▶ **TRECHO CITADO**:
===============

“Para tirar uns 200 reais é preciso ralar umas 12 horas”, protesta motorista de aplicativo - Revista Esquinas

“Para tirar uns 200 reais é preciso ralar umas 12 horas”, protesta motorista de aplicativo

Por Gustavo Aurélio : março 25, 2021

Paralisação de motoristas pedia fim de plataformas de desconto, reajuste de tarifa e segurança para os trabalhadores

ATUALIZAÇÃO: texto atualizado às 20h30 de 25 de março com a resposta da empresa 99.

No início da carreira nos aplicativos, “as pessoas aceitam qualquer coisa”. Essa é a explicação de Jonatas Barros, 57 anos, para o fato de que “a maioria dos motoristas antigos adere à paralisação, mas os novatos não”.

No ramo há mais de cinco anos e insatisfeito com suas condições de trabalho, Jonatas é do time dos antigos, que foram às ruas e paralisaram suas atividades em todo o Brasil em 17 de março de 2021. O evento foi organizado com antecedência, motoristas influentes nas redes sociais divulgavam o movimento desde fevereiro.

Os trabalhadores protestaram, entre outras coisas, pelo fim das plataformas Uber Promo e 99 Poupa – modalidades de viagem criadas pelas empresas Uber e 99, respectivamente, que realizam corridas com preços 15% a 20% mais baixos. O alto custo dos combustíveis e o reajuste das tarifas também revoltam os motoristas, assim como a falta de segurança durante o trabalho.

===============

▶ **TRECHOS DOS REGISTROS**:
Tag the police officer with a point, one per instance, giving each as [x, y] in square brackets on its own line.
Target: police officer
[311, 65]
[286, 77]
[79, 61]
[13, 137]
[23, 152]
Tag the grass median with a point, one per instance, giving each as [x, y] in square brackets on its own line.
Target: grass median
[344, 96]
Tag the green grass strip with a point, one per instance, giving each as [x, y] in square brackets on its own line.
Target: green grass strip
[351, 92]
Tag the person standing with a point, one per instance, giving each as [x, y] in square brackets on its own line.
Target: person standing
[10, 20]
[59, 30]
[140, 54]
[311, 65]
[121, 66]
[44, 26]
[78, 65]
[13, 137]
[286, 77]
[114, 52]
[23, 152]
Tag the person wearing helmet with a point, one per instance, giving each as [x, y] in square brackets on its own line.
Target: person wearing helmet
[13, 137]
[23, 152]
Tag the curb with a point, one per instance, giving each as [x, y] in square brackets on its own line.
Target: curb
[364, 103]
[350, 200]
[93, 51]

===============

▶ **TAREFAS PROPOSTAS**:
- A) Na reportagem, a frase que começa com "Paralisação de motoristas pedia" enumera o que os motoristas reivindicavam. Liste essas reivindicações.
- B) Segundo a reportagem, quanto mais baixos são os preços das corridas nas modalidades Uber Promo e 99 Poupa?

▶ **RESPOSTAS POR TAREFA**:
- A)
- Fim de plataformas de desconto
- Reajuste de tarifa
- Segurança para os trabalhadores

- B) São de 15% a 20% mais baixos.